Document extract
Yet as company valuations hit historic highs, and the private capital industry struggles to find uses for its $2.5tn war chest of unspent capital, the approach to corporate ownership pioneered by Kravis and Roberts is now being tested on an unprecedented scale.
More is riding on the outcome than the financial health of private equity firms and their investors. The US economy is struggling to meet surging demand while also adjusting to a global supply crunch and a pandemic-induced scattering of the labour force. Perhaps more than at any other moment in peacetime, the way that companies are run may shape not only private fortunes but also national destinies.
Wall Street is confident it has the superior model. “In private equity we don’t tell chief executives what to do very often,” says a senior dealmaker at one of the biggest US listed firms. “We give people the power to make their own decisions and then hold them accountable for the results.”
Defenders of the industry argue that this laissez-faire approach, made possible by a financial structure that exposes top executives only to the profits they control, has created a hyper-rational form of corporate superstructure that is less given to excesses of egotism or vanity. Some academics, including Kaplan, believe that private equity has contributed to the large gains in the profitability of the US corporate sector over the past 40 years.
But those gains have been accompanied by a sharp decline in the share of economic output received by workers — an uncomfortable mix for an industry that has been uncompromising in its search for search for efficiencies at businesses such as supermarkets, manufacturers and other large employers.
Earlier this year, an academic study of 30 years’ worth of private equity buyouts found that private equity-backed acquisitions of publicly listed companies were followed by a 13 per cent contraction in payrolls, although employment actually went up when investment firms bought from other private owners.

[Dataset entries]
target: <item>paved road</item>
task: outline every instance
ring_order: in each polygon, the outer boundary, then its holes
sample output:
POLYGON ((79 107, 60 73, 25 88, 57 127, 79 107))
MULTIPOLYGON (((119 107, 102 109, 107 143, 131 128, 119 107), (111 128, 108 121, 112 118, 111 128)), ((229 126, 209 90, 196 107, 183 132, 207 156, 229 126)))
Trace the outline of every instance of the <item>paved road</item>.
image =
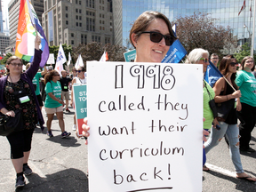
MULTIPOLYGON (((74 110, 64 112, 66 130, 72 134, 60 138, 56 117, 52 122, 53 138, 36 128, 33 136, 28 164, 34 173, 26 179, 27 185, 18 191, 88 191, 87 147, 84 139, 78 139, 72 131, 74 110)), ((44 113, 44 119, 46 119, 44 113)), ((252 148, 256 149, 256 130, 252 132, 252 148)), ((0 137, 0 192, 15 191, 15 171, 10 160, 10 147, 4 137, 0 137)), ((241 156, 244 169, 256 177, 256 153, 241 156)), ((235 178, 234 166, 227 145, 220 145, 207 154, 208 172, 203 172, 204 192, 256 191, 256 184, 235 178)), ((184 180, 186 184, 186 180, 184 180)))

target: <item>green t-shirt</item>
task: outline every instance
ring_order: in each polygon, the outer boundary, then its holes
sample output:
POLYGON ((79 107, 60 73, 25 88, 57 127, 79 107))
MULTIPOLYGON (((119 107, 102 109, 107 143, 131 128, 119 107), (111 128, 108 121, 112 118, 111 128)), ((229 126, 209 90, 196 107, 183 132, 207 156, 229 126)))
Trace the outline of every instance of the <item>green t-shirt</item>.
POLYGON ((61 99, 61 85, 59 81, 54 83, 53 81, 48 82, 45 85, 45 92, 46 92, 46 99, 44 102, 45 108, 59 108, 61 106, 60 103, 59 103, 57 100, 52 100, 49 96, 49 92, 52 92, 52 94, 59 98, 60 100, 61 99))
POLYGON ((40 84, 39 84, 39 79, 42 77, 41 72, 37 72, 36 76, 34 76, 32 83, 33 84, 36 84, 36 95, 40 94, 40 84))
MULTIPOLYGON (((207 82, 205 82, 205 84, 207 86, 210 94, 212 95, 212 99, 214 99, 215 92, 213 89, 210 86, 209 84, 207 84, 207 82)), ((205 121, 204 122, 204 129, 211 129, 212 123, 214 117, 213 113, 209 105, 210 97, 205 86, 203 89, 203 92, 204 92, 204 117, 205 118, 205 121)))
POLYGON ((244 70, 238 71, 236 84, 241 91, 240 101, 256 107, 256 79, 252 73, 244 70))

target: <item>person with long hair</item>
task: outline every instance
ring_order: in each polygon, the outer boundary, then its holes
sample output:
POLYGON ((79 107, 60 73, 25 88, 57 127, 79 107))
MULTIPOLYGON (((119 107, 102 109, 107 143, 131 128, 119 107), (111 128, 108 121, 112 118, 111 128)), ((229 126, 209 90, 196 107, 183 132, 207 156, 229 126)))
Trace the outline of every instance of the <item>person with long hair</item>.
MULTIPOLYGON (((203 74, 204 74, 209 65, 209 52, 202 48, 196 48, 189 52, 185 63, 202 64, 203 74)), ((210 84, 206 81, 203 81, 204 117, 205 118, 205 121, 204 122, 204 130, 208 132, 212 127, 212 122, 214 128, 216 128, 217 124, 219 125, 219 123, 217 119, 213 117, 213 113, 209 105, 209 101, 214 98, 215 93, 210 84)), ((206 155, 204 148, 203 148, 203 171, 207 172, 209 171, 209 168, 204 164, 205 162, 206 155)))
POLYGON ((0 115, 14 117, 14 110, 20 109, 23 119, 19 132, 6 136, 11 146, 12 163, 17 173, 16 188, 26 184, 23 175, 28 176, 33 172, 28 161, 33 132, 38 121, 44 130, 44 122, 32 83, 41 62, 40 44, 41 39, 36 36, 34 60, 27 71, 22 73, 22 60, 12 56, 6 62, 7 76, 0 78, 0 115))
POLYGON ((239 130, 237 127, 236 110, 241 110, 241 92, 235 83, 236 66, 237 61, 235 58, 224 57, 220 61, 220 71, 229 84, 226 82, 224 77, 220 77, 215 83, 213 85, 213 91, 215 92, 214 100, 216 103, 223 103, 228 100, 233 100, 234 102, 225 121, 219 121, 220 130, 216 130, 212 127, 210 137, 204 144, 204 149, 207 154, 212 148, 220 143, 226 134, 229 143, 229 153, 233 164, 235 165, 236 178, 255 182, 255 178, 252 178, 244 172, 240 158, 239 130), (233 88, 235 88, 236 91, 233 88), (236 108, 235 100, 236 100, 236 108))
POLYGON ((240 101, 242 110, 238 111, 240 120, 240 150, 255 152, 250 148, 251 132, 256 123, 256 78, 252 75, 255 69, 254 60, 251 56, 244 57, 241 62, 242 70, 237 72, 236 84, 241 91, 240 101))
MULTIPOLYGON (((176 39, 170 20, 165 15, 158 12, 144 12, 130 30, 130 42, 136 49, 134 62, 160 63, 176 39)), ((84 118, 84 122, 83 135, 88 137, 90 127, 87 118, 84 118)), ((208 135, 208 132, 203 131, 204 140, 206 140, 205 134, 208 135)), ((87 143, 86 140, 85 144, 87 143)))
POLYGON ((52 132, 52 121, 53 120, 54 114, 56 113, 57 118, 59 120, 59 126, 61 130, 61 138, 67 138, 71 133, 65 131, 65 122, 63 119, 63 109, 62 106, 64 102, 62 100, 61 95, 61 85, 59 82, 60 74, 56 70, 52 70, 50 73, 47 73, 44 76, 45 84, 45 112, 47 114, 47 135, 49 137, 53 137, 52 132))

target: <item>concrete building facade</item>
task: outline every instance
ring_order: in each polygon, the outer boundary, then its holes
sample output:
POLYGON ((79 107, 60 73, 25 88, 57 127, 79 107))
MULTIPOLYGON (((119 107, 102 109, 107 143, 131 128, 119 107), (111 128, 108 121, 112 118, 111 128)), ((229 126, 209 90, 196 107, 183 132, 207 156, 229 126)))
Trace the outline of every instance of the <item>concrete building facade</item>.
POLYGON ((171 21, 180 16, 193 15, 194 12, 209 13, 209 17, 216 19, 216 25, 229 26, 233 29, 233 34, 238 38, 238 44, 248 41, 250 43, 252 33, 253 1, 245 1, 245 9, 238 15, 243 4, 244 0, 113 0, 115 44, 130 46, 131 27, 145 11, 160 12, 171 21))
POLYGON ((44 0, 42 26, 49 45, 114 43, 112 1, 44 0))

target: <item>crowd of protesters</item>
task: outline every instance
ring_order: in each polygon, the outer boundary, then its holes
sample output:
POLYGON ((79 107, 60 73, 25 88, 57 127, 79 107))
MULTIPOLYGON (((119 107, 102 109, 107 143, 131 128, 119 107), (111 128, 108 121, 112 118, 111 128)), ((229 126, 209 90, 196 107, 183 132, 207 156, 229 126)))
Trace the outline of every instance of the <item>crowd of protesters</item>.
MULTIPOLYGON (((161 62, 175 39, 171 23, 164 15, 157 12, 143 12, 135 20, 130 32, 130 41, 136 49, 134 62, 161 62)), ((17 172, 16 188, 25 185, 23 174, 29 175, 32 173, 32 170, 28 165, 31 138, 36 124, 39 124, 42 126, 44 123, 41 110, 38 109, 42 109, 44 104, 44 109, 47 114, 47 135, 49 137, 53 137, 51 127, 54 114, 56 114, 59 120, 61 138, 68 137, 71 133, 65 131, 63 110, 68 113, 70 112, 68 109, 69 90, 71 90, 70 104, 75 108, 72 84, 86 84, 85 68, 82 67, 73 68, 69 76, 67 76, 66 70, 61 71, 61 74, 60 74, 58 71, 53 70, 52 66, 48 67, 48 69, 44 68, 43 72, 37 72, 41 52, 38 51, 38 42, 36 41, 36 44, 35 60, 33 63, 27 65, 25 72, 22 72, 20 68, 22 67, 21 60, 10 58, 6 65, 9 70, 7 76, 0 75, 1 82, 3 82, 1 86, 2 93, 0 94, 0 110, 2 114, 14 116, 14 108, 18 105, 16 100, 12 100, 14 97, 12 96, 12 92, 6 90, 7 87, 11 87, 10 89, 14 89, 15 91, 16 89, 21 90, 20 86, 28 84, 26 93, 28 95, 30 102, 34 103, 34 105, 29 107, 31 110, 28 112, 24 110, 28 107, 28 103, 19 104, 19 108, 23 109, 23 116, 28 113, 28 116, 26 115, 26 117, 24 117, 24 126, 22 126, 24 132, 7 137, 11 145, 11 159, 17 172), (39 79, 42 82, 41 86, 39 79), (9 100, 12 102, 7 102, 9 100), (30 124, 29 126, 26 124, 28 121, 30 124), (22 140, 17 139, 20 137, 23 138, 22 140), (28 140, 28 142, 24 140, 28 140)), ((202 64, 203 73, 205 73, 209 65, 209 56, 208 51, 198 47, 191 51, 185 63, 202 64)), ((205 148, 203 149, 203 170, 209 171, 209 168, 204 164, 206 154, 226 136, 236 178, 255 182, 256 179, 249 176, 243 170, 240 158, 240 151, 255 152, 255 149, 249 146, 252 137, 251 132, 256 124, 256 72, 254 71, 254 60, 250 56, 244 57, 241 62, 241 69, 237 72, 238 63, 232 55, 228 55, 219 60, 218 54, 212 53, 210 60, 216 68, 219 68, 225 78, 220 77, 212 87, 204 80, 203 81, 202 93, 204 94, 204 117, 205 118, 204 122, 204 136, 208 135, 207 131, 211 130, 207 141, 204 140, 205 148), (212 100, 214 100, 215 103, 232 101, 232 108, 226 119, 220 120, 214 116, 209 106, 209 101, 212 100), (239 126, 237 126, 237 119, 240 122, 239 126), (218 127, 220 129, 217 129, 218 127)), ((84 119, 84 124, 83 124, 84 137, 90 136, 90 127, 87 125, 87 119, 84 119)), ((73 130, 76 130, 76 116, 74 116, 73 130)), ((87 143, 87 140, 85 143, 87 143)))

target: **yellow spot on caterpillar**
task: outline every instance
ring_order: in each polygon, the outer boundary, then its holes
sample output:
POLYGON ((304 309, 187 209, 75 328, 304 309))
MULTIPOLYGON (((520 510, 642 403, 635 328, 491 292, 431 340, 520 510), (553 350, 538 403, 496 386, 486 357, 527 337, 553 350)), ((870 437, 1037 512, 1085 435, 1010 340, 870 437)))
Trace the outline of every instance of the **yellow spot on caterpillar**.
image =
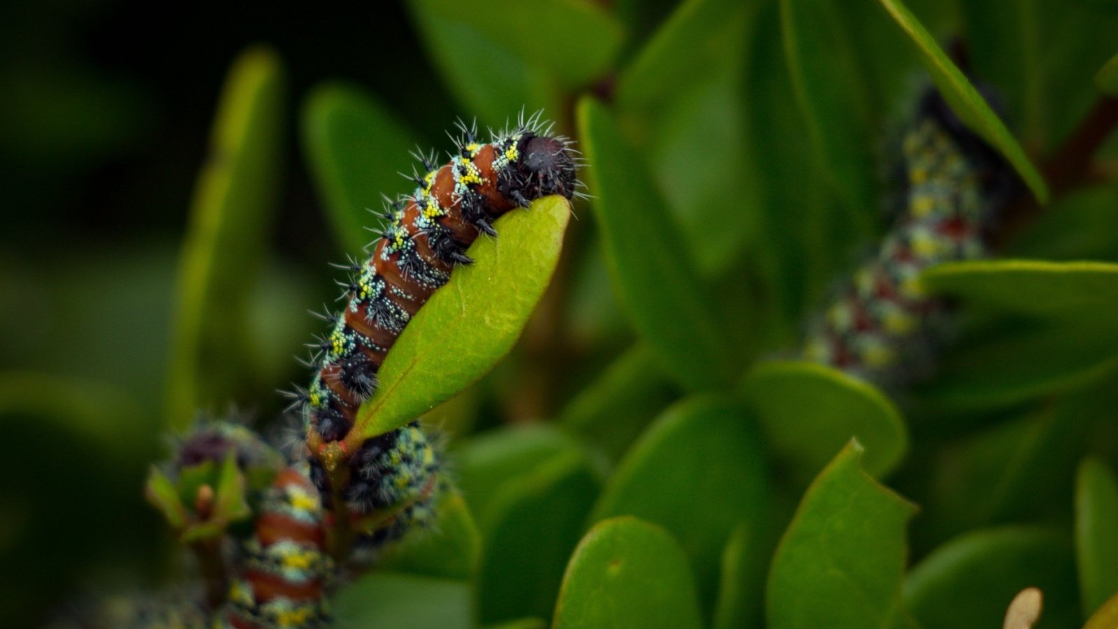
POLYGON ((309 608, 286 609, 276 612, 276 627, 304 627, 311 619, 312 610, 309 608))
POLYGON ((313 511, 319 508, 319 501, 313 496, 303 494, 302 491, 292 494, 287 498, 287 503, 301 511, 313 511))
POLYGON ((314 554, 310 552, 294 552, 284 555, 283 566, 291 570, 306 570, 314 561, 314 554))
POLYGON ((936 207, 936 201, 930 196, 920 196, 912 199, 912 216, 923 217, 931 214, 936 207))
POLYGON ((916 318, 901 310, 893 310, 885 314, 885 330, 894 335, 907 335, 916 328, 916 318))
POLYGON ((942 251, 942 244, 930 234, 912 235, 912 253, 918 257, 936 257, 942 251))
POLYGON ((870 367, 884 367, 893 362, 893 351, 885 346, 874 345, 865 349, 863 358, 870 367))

Things to do
(a) Which people does the private equity passage mention by name?
(b) Does the private equity passage support each of these statements? (i) The private capital industry holds $2.5tn of unspent capital. (ii) The study found that employment fell when investment firms bought from other private owners. (iii) The senior dealmaker says private equity often tells chief executives what to do.
(c) Copy the part of the private equity passage that opens with the words containing "Defenders of the" and closes with "other large employers.".
The listing is separate material and does not belong to the private equity passage.

Answers for the exercise
(a) Kravis, Roberts, Kaplan

(b)
(i) Yes: "the private capital industry struggles to find uses for its $2.5tn war chest of unspent capital"
(ii) No: "employment actually went up when investment firms bought from other private owners"
(iii) No: "In private equity we don’t tell chief executives what to do very often"

(c)
Defenders of the industry argue that this laissez-faire approach, made possible by a financial structure that exposes top executives only to the profits they control, has created a hyper-rational form of corporate superstructure that is less given to excesses of egotism or vanity. Some academics, including Kaplan, believe that private equity has contributed to the large gains in the profitability of the US corporate sector over the past 40 years.
But those gains have been accompanied by a sharp decline in the share of economic output received by workers — an uncomfortable mix for an industry that has been uncompromising in its search for search for efficiencies at businesses such as supermarkets, manufacturers and other large employers.